▶ **What you are asked to do**:
The expected output is exactly the lines below, starting at the line with "Every <instance> block concludes" and ending at the line with "positive clicks: (225, 118)", both included; no other line belongs in it.

*** Material shown ***

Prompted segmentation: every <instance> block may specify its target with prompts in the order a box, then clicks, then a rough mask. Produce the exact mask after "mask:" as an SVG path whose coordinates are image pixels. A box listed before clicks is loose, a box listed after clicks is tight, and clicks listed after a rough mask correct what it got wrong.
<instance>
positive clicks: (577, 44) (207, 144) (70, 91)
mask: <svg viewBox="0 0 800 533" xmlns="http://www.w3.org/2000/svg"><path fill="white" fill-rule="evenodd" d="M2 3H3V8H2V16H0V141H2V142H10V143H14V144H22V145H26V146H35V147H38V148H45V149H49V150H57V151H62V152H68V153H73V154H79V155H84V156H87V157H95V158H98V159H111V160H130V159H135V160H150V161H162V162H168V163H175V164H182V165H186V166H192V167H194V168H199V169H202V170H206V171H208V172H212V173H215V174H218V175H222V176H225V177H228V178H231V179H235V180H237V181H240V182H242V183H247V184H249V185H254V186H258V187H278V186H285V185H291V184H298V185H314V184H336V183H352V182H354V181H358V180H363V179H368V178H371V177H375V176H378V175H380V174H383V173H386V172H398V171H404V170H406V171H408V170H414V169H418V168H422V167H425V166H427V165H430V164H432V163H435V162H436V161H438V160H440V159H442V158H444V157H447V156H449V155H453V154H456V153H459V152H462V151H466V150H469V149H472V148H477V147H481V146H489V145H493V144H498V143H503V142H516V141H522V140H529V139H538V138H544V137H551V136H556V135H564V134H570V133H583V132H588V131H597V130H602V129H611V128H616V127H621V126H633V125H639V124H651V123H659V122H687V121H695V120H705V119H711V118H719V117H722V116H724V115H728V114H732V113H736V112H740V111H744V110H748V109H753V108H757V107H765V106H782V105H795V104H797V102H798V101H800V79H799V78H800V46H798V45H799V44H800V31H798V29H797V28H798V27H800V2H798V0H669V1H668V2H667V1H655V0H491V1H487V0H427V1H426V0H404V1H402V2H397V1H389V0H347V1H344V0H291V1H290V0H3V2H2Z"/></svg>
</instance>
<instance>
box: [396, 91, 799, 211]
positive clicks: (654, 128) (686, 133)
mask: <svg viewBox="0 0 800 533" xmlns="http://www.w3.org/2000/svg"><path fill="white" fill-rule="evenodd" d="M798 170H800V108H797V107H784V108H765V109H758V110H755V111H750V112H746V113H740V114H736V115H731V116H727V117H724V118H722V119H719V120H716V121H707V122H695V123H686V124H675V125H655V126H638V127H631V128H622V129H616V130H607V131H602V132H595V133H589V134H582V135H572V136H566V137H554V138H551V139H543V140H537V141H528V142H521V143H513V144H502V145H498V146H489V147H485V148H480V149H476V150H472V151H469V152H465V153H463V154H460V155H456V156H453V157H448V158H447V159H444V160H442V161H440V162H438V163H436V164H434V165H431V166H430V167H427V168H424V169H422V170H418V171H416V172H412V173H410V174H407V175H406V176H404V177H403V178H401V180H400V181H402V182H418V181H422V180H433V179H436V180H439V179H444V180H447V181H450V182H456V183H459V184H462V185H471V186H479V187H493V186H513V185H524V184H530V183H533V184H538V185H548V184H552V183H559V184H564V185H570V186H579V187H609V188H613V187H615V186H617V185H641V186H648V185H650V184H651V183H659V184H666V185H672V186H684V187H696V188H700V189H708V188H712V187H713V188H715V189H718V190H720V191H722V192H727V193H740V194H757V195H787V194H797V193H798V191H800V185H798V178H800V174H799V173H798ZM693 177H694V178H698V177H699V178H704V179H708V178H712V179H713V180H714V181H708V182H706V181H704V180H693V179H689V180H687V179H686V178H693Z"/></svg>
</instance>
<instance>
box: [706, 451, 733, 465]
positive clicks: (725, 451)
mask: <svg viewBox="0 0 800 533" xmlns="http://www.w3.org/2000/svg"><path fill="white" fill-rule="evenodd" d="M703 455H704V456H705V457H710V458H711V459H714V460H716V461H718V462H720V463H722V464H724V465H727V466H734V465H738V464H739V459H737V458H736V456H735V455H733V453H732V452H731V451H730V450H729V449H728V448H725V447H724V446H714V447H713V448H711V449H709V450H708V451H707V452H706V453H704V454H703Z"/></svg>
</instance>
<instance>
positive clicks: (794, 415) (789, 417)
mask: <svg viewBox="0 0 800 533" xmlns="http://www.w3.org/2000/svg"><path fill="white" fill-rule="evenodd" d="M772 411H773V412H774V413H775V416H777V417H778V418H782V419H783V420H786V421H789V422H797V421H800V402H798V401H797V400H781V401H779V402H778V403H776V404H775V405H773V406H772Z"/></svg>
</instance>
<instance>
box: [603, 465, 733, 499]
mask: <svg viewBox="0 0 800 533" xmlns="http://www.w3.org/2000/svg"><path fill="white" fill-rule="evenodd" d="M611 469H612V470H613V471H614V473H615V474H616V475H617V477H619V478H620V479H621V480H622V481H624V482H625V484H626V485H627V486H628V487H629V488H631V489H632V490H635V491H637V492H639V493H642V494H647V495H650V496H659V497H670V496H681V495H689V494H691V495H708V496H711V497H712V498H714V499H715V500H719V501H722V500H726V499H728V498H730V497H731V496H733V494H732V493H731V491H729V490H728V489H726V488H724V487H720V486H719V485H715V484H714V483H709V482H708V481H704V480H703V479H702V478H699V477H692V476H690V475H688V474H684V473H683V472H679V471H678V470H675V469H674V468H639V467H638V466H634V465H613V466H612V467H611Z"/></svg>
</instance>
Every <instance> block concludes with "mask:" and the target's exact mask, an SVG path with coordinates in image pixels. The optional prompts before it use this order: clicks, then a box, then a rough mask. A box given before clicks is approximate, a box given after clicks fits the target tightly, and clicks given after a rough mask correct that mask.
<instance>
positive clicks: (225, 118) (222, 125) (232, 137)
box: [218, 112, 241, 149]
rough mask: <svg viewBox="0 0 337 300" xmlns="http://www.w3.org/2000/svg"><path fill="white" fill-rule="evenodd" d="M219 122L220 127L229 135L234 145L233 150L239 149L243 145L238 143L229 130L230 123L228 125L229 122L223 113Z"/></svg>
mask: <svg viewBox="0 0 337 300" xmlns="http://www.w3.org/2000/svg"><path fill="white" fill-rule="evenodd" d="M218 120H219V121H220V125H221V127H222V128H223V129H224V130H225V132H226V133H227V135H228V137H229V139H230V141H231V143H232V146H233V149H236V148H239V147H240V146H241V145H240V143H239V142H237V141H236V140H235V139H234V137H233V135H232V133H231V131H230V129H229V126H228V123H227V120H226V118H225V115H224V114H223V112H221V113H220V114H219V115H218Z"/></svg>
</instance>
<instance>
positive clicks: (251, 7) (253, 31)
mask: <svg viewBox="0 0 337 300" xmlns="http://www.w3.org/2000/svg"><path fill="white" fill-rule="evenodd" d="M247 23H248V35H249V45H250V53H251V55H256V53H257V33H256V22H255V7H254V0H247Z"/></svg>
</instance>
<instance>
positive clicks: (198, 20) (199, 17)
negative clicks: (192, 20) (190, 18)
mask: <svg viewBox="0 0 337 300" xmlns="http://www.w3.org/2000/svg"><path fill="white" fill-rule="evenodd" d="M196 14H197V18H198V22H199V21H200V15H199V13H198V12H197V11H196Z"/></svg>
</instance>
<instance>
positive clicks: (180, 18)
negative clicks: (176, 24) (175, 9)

*** End of Material shown ***

▶ **Written response**:
Every <instance> block concludes with "mask:" and the target's exact mask, an SVG path with coordinates in image pixels. The optional prompts before it use this order: clicks, then a box, then a rough mask. A box given before clicks is approximate, a box given after clicks fits the target tightly, and clicks given after a rough mask correct that mask.
<instance>
positive clicks: (225, 118) (222, 125) (232, 137)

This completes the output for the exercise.